== TEXT SECTION ==

--- START ---

If there is one bright spot for the Flyers, it’s been the draft. The Flyers have been slowly rebuilding their defense through the draft, and it looks pretty promising. So yet another question. With all of these under performing defensemen who have huge contracts, where do you make room for the young guys? Shayne Gostisbehere, Robert Hagg, and Samuel Morin could very well crack the big roster next fall. Would Flyers management be able to swallow their pride and bench the overpaid defensemen for a new, younger look? That remains to be seen, but it’s entirely possible these young guys will outperform the vets. They’re quick, and when you look at Gostisbehere, he brings a set of offensive skills that no Flyer defenseman has been able to demonstrate.

The Future

These are all tough decisions, but ones that the Flyers will have to make. Looking at the graphs above really gives you an idea of how far away the Flyers still are from understanding the notion that you can’t just hand out huge contracts to players who have a streak of decent games, or who were good 3 years ago.

The rest of the NHL has moved on from the early 2000’s. Teams realized that to win in this league, you would need to build through the draft. Just ask Chicago, Pittsburgh, or even Detroit or Montreal. The days of short-term fixes and rental players are long past.

--- END ---

== TO DO ==
According to the text on the Flyers' defense, which three young players could make the big roster next fall?

== PROVIDED DATA ==
--- START ---

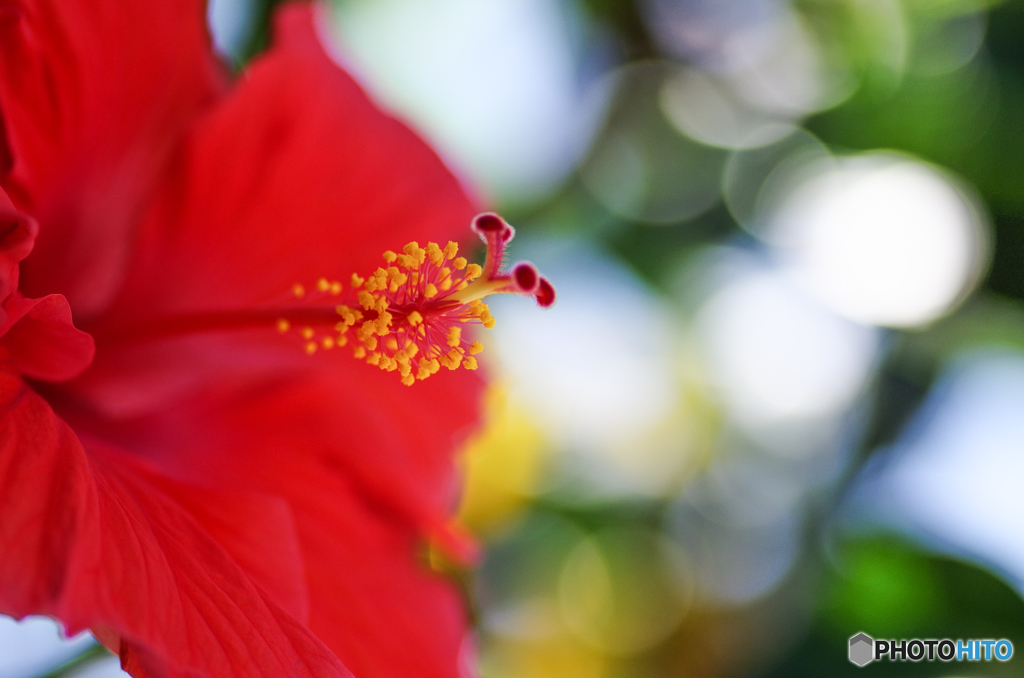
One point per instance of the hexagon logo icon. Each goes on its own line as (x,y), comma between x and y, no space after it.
(861,649)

--- END ---

== RESULT OF THIS TASK ==
Shayne Gostisbehere, Robert Hagg, and Samuel Morin.